| やること |
A) 扁桃炎についての文章によると、「扁桃」と呼ばれるリンパの器官は体のどこにありますか。
B) 扁桃炎についての文章で、「扁桃炎とは?扁桃腺炎とちがうの?症状は?」という語句を含むところから始まり「白い膿を持つこともあります。」で終わる部分を、「つば」を「唾液」に置き換えて書き直してください。

子供だけでなく、大人もかかる「扁桃炎」。命に別状はないことがほとんどですが、痛みが生じることから、子供がかかると心配になる人も多いのではないでしょうか。そこで今回は、扁桃炎について、症状や原因、治療方法などをご説明します。
扁桃炎とは?扁桃腺炎とちがうの?症状は?
喉の奥の両サイドにある「扁桃」と呼ばれるリンパの器官に炎症が起こった状態を、「扁桃炎」と言います。
よく「扁桃腺が腫れた」「扁桃腺炎になった」という話を耳にすると思いますが、「扁桃腺(炎)」は一般的な名称で、正しくは「扁桃(炎)」と言います。
扁桃炎にかかると、下記のような症状が起こります。
● 39度以上の高熱
● 声がかすれる
● 喉の痛み
扁桃炎にかかると特に喉の痛みが強く出て、つばを飲み込むだけで痛みを感じることもあります。扁桃が赤く腫れ、白い膿を持つこともあります。

| 元の資料 |
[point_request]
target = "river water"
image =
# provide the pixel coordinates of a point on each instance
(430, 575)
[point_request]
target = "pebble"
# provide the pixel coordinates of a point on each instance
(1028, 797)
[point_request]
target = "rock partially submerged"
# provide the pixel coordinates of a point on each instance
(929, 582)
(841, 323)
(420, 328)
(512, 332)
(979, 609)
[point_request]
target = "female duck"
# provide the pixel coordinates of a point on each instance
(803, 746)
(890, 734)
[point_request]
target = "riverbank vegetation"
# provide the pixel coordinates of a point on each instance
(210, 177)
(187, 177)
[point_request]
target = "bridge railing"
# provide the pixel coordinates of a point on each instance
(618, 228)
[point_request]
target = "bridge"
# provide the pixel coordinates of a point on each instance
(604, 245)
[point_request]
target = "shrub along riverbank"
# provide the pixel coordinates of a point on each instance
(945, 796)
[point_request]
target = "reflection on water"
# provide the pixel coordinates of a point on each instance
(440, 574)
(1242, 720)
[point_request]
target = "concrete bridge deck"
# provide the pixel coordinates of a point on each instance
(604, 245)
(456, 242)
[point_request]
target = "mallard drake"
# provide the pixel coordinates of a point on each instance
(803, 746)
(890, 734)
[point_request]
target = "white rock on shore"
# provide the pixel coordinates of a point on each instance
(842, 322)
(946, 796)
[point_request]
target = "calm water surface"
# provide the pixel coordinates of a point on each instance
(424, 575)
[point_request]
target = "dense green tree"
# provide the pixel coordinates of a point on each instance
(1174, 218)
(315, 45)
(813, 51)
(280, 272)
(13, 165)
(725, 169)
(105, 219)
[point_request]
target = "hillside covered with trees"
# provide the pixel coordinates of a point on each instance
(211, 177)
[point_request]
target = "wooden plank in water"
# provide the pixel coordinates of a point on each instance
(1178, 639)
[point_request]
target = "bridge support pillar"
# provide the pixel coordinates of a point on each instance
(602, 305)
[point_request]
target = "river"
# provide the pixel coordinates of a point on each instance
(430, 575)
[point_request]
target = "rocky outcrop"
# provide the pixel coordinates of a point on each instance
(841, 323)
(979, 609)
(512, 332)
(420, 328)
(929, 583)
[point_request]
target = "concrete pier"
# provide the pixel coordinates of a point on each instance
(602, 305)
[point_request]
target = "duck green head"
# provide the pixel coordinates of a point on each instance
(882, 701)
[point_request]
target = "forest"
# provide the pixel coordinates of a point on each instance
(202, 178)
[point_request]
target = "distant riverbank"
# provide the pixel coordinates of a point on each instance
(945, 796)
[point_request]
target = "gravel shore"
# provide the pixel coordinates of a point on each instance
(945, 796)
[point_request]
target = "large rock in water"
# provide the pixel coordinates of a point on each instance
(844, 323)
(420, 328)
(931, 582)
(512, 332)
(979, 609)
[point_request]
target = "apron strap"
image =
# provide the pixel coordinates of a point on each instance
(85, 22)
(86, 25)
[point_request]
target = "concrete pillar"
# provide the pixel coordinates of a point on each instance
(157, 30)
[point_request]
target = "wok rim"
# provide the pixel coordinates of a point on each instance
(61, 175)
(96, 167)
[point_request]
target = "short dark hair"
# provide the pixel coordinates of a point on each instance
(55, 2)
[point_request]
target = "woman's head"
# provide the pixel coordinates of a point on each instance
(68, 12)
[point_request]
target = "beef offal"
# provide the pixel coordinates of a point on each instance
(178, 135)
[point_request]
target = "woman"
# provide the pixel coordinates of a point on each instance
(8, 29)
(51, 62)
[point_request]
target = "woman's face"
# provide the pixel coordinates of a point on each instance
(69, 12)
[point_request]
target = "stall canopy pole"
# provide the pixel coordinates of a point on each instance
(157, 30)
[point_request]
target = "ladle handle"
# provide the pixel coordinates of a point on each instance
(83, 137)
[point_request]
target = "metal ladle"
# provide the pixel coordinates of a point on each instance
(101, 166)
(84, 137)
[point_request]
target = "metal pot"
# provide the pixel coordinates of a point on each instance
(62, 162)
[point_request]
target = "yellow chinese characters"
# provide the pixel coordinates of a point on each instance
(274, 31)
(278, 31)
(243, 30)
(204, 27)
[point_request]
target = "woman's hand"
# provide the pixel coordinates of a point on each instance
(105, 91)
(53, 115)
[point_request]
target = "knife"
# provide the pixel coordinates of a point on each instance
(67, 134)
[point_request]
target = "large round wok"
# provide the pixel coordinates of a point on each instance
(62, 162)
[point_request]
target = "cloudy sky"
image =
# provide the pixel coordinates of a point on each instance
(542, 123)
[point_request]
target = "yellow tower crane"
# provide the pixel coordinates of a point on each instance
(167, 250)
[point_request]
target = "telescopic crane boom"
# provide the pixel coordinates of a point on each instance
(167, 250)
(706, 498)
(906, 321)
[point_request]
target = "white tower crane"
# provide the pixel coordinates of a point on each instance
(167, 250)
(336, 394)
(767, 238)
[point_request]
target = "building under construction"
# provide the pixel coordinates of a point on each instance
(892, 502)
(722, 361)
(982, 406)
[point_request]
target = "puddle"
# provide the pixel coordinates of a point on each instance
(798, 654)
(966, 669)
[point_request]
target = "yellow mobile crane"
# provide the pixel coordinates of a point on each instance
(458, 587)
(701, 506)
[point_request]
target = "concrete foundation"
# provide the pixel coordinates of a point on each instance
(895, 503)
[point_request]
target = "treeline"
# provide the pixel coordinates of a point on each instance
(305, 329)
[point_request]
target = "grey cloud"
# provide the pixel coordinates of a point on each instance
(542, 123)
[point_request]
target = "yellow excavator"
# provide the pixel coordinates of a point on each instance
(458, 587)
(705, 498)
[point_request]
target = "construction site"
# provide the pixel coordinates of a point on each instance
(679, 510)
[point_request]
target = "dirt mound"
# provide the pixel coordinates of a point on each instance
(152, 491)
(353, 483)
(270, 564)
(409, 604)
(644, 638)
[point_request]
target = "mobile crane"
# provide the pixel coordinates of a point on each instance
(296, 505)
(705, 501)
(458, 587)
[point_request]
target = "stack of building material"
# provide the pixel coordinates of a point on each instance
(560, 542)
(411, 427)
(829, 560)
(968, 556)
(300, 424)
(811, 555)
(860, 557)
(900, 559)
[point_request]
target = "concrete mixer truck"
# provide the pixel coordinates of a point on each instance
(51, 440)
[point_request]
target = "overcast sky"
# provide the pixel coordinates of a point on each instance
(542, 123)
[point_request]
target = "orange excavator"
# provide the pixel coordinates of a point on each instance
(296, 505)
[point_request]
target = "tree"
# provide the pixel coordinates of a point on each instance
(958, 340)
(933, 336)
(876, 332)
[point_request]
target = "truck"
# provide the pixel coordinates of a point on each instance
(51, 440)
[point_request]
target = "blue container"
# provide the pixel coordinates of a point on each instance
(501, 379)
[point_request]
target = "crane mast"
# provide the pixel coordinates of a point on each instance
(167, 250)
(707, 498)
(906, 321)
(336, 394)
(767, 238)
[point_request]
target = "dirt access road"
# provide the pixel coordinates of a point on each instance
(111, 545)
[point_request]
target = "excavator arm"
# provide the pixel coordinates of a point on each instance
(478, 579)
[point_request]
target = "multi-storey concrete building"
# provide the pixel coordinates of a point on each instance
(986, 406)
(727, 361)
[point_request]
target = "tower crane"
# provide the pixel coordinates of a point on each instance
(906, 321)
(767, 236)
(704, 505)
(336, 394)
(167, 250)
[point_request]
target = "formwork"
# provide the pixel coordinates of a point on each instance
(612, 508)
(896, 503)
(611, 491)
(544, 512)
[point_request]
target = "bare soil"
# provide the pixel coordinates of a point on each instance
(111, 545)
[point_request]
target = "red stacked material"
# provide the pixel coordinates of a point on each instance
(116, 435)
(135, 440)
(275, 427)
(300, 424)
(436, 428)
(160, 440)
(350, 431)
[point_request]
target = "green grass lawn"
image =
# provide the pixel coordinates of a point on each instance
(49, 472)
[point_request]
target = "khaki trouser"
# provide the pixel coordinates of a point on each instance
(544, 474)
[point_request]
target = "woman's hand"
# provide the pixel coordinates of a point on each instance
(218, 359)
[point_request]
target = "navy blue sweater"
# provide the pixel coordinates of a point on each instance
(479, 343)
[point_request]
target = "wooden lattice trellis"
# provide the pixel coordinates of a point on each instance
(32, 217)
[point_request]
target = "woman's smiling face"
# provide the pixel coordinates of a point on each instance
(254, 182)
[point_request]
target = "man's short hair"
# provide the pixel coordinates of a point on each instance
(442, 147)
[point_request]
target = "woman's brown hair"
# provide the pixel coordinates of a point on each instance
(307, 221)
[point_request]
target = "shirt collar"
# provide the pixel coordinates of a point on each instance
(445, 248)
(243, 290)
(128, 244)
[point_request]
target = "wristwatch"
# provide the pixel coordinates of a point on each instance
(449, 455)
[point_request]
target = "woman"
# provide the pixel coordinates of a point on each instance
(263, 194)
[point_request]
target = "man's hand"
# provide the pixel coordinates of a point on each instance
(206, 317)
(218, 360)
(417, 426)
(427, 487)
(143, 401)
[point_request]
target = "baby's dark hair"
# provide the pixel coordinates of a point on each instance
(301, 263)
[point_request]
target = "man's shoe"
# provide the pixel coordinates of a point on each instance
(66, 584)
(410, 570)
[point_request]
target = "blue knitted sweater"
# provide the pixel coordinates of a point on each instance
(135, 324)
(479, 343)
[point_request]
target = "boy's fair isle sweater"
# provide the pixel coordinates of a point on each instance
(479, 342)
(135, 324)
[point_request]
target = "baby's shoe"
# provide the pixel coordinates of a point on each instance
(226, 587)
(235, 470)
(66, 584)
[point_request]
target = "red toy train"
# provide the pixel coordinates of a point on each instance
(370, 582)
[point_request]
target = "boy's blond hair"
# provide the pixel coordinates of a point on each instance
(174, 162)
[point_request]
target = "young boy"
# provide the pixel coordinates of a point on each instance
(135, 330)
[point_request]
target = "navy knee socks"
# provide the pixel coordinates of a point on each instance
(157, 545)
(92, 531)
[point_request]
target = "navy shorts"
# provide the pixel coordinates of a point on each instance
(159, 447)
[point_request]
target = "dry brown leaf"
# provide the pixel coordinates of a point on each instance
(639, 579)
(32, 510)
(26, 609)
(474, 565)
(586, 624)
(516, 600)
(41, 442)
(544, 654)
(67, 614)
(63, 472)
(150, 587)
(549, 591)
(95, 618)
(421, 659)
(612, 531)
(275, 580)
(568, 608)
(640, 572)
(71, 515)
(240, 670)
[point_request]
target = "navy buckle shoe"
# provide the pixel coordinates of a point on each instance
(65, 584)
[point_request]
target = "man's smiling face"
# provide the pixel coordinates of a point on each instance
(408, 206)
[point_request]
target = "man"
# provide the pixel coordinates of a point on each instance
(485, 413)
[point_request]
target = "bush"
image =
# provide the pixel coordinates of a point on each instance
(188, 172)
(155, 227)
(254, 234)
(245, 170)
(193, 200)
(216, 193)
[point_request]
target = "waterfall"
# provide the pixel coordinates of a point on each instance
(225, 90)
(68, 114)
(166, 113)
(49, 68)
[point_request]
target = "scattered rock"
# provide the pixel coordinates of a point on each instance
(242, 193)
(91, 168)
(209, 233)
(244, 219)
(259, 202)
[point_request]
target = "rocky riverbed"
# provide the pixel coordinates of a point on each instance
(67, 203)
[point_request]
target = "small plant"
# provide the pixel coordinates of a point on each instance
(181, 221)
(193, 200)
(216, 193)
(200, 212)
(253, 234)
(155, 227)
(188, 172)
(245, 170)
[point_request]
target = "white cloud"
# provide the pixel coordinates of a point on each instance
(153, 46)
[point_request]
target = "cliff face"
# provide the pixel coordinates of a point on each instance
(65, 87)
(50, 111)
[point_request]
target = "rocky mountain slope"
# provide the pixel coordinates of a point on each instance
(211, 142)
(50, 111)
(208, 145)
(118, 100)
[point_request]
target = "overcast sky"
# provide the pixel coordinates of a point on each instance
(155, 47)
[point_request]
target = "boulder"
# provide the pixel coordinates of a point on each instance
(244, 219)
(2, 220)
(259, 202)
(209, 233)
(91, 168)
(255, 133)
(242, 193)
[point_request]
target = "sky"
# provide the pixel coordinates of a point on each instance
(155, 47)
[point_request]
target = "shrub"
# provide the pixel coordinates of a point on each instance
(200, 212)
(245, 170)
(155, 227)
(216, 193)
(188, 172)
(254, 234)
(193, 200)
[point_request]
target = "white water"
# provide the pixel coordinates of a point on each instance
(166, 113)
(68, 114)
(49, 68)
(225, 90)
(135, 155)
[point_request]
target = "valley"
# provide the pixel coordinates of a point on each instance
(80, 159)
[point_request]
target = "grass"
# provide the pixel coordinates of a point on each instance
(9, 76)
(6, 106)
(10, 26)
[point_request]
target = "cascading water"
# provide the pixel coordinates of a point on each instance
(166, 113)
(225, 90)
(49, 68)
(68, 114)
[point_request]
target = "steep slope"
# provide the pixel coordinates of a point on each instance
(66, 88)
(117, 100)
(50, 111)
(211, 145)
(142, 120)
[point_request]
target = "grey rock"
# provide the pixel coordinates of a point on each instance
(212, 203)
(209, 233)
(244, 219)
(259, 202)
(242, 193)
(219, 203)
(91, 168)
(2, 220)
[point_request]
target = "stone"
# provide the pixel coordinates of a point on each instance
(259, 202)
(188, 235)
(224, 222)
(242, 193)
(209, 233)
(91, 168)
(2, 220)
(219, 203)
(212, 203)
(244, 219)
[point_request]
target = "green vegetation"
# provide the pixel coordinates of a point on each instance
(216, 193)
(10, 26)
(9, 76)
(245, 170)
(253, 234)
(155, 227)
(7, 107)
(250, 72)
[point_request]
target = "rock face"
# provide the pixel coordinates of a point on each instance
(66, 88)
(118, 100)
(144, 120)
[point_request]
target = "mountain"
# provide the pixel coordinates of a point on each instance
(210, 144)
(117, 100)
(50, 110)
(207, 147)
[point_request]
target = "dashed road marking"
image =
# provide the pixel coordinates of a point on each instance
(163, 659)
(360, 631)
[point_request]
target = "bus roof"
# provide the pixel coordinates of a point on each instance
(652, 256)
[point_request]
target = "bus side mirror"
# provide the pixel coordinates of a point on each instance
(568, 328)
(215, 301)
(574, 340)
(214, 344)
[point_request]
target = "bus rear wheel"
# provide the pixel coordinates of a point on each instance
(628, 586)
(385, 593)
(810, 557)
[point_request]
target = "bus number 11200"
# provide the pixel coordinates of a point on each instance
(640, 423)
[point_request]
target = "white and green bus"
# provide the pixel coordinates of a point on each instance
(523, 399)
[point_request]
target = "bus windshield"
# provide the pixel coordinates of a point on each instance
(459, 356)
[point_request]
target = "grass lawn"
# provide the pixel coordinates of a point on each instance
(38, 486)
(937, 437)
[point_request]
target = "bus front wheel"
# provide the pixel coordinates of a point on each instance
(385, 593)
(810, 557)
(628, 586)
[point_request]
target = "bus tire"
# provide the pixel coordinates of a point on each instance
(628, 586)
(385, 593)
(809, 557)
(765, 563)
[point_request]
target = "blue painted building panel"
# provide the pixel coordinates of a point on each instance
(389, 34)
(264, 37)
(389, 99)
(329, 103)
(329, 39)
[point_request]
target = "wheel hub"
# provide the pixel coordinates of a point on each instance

| 課題別の解答 |
A) 喉の奥の両サイドにあります。

B)
扁桃炎とは?扁桃腺炎とちがうの?症状は?
喉の奥の両サイドにある「扁桃」と呼ばれるリンパの器官に炎症が起こった状態を、「扁桃炎」と言います。
よく「扁桃腺が腫れた」「扁桃腺炎になった」という話を耳にすると思いますが、「扁桃腺(炎)」は一般的な名称で、正しくは「扁桃(炎)」と言います。
扁桃炎にかかると、下記のような症状が起こります。
● 39度以上の高熱
● 声がかすれる
● 喉の痛み
扁桃炎にかかると特に喉の痛みが強く出て、唾液を飲み込むだけで痛みを感じることもあります。扁桃が赤く腫れ、白い膿を持つこともあります。